Exercise objective –
Turn the rows from the line with "I need to find the window in" to the line with "[122,273,473,427]" into a two-column CSV with the columns request and answer. Use one line per row, put its text and its answer each in a quoted field, and replace line breaks with spaces.

Dataset entries
= = = = =
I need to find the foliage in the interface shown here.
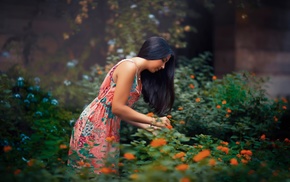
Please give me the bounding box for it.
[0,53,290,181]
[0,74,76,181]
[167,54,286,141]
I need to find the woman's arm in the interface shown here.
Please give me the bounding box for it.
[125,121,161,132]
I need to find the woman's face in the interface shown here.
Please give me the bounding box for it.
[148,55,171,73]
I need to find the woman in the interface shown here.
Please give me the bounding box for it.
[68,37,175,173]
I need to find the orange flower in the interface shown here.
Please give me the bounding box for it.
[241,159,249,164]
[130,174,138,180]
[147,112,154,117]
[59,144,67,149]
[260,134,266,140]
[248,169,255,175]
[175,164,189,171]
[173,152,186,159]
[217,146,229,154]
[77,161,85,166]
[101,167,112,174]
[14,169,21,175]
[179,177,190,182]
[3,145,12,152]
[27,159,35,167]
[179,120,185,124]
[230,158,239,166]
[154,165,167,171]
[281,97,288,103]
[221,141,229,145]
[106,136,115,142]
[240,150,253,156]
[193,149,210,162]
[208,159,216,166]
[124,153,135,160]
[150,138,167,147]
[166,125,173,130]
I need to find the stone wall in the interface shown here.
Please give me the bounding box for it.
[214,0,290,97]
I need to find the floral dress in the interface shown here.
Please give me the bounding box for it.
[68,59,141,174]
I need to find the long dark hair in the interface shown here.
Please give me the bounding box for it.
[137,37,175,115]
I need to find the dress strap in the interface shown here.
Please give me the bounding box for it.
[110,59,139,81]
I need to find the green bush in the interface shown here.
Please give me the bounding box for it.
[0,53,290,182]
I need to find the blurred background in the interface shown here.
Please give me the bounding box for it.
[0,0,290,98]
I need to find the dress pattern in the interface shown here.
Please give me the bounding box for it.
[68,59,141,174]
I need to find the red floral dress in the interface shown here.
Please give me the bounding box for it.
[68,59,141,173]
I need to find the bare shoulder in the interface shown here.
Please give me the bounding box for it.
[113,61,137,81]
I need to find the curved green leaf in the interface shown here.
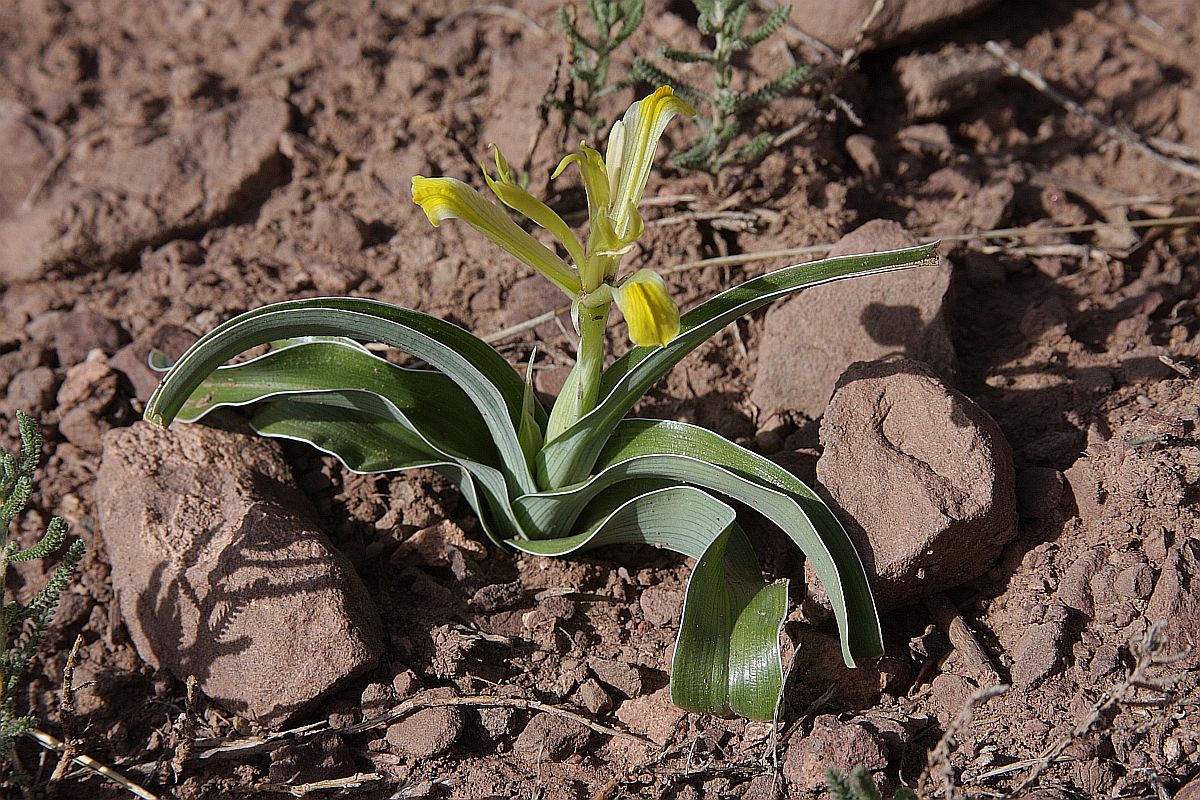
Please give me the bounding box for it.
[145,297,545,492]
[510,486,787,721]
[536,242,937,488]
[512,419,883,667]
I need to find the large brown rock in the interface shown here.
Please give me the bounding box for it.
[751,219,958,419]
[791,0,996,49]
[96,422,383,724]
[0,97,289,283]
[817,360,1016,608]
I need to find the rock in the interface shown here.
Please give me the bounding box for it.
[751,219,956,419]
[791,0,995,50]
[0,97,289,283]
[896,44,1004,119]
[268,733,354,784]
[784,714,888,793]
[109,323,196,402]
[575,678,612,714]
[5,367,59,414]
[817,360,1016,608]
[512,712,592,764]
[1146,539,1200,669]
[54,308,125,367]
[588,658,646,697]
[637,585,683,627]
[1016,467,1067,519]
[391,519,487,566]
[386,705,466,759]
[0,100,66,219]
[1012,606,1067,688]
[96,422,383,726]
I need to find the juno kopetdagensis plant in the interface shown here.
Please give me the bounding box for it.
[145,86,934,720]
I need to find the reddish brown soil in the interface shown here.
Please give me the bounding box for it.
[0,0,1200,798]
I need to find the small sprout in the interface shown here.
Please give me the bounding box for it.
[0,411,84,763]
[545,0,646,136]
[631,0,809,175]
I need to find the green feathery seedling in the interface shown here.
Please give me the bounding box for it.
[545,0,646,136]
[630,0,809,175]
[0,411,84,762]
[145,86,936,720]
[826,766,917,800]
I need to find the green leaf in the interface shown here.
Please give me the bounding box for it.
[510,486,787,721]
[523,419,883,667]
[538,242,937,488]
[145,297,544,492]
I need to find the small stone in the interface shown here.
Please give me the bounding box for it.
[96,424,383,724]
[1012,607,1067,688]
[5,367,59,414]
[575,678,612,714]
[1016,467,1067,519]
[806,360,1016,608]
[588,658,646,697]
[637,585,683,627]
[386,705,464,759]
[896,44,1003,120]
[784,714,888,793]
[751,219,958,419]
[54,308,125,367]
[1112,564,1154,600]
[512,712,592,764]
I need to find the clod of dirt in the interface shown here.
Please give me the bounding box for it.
= = = = =
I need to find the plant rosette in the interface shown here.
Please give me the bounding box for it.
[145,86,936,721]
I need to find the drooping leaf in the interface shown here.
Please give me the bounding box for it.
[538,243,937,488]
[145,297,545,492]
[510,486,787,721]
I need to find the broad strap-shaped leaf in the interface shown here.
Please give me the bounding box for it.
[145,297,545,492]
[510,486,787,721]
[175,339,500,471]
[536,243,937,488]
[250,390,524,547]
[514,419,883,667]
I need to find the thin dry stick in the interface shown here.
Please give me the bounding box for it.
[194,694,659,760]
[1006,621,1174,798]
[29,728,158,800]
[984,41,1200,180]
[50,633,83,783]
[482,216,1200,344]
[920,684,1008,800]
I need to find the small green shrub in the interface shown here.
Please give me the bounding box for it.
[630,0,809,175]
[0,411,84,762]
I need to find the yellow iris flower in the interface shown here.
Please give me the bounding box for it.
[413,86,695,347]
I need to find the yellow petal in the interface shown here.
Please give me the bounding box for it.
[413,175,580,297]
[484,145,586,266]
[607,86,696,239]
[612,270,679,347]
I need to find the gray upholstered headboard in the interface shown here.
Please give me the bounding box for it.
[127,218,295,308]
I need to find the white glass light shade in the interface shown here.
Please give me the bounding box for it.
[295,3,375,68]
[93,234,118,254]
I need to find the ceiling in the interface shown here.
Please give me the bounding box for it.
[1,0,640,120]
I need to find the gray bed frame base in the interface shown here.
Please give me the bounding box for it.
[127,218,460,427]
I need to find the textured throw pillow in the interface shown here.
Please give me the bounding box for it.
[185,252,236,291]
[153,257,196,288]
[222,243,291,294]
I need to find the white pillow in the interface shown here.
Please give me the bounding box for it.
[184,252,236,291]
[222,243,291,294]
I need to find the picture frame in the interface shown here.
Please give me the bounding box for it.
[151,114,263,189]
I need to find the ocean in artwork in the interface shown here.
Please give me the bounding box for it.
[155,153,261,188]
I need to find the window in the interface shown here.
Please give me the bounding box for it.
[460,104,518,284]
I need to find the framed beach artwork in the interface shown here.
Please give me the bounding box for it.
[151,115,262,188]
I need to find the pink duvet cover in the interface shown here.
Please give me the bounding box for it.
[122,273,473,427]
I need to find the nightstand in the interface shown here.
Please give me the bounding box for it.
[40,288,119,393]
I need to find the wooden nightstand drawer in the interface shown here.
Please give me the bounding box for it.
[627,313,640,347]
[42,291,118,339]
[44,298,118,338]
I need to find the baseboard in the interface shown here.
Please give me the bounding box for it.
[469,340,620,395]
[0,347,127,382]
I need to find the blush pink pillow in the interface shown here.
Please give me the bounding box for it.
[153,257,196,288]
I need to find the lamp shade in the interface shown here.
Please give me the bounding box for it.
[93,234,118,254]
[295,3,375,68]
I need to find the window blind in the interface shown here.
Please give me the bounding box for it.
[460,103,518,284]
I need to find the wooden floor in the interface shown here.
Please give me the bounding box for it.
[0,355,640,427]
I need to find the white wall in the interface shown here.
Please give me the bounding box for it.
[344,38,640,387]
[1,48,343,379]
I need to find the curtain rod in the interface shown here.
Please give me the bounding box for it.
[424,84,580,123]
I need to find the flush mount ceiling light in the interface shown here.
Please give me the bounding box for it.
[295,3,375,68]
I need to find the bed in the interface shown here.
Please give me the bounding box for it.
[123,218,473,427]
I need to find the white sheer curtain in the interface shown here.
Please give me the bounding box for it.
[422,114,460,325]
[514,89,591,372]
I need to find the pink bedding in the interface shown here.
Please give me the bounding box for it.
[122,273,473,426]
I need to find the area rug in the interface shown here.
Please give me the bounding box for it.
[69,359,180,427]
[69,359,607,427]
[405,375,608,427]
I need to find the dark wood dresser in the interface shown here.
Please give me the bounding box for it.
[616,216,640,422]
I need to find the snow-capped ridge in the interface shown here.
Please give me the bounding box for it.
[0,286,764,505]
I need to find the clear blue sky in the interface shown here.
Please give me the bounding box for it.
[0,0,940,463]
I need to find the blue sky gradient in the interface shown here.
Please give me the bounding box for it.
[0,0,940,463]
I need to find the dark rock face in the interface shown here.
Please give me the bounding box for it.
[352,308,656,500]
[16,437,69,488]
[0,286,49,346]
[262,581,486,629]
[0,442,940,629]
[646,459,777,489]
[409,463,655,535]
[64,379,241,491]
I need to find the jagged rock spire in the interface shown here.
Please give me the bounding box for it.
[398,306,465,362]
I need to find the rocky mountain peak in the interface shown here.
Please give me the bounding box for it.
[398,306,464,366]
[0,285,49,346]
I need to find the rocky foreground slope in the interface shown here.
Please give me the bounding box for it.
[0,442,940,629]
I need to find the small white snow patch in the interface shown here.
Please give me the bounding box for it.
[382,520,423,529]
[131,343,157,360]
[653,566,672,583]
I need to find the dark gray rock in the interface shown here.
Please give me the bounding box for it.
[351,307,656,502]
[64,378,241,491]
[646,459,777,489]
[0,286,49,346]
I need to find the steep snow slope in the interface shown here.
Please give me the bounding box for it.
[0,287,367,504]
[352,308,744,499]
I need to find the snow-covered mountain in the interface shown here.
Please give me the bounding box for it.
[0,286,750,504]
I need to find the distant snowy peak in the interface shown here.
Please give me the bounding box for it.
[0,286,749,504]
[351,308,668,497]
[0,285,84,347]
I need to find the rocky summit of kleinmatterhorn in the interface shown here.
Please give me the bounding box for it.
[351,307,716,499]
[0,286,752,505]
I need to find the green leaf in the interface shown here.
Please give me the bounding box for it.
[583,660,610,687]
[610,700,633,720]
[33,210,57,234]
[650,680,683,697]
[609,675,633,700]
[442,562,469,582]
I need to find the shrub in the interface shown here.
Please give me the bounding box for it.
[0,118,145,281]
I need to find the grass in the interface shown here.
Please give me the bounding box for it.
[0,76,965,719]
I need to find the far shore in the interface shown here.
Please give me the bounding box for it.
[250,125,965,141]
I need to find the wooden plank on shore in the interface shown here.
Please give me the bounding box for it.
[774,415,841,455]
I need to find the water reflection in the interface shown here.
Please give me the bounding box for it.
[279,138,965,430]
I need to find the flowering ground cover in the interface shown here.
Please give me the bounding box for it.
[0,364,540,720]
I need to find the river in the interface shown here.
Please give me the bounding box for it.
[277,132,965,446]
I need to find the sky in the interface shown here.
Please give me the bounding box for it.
= = = = =
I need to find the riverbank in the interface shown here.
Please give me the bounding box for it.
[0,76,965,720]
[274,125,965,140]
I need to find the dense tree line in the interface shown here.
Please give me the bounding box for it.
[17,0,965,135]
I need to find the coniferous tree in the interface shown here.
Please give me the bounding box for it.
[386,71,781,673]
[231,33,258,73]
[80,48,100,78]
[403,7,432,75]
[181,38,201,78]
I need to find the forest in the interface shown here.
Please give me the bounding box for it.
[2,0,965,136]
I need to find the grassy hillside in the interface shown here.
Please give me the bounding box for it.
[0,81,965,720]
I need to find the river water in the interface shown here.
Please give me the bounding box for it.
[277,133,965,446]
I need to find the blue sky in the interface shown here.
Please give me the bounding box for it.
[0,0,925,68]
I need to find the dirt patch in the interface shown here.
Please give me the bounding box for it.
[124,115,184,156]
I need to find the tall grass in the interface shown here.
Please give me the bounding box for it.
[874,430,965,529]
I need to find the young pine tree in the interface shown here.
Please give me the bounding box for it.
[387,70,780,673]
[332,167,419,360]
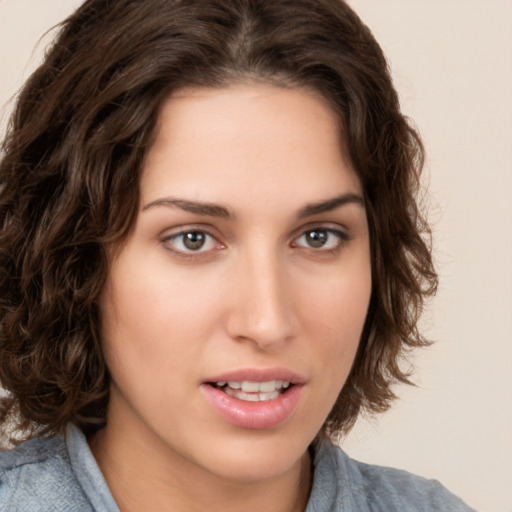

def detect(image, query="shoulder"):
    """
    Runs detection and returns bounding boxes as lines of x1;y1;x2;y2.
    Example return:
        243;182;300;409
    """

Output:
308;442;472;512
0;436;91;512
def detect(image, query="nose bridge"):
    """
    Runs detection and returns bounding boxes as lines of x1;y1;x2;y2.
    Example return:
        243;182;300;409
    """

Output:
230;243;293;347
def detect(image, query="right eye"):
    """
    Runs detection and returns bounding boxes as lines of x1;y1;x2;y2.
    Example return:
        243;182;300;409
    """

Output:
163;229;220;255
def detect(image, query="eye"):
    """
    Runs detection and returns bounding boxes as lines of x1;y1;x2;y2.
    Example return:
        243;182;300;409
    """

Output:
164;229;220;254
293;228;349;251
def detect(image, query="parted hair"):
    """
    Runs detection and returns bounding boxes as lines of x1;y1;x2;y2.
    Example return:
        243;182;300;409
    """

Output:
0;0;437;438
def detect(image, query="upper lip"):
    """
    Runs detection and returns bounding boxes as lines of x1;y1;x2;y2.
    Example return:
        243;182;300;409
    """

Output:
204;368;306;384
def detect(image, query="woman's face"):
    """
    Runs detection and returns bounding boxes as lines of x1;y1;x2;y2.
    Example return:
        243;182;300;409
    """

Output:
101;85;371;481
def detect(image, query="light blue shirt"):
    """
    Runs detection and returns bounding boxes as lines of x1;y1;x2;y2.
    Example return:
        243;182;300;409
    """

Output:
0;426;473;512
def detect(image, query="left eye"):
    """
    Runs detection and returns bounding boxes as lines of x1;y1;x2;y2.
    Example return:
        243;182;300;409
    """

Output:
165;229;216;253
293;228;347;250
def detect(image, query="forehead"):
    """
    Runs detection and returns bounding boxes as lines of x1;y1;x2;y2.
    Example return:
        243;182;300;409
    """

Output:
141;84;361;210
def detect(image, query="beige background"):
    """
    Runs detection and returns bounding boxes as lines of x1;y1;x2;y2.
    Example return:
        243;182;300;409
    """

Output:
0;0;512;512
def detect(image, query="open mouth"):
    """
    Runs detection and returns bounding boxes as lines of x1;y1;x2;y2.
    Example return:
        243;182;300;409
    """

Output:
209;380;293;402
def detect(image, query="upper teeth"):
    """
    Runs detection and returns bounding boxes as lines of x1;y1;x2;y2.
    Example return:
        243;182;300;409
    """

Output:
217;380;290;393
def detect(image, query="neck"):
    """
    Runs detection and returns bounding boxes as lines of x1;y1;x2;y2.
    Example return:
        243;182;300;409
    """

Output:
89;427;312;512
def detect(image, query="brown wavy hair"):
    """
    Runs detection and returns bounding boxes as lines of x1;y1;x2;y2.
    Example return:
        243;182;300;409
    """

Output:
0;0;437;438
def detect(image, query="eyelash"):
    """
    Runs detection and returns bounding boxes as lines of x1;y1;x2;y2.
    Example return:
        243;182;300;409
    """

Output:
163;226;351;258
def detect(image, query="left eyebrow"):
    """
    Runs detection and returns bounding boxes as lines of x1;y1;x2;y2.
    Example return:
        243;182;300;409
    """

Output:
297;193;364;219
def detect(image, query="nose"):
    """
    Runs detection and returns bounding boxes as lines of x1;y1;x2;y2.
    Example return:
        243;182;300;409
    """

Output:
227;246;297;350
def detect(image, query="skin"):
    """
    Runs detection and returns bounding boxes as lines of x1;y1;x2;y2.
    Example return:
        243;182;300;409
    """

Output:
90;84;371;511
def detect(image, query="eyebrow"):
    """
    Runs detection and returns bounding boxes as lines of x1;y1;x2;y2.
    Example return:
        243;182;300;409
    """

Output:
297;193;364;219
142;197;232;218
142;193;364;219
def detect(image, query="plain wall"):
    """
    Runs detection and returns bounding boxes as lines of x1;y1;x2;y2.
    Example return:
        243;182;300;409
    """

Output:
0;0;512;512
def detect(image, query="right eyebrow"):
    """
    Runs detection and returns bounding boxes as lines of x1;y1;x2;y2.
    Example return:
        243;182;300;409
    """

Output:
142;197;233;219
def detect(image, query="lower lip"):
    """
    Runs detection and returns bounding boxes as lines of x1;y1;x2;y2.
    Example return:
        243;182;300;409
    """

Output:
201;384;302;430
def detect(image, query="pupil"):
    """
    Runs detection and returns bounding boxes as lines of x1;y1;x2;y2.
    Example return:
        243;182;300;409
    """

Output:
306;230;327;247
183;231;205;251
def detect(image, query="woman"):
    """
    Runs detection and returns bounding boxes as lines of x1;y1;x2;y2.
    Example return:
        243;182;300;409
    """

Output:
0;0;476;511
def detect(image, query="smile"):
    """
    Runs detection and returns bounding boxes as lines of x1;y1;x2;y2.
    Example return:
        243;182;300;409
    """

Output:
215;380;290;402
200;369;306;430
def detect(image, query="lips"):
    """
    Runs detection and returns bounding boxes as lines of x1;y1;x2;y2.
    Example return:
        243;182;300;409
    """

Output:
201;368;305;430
= = = = =
Problem solution –
request,answer
"I need to find the window in the interface shown here. Please give me the bounding box for it.","[460,104,518,284]"
"I need to find the framed beach artwork in the interface shown here. Please give me the bounding box for it.","[151,115,262,188]"
"I need to find the pink duvet cover in the interface shown here. Please give me the bounding box for it.","[122,273,473,427]"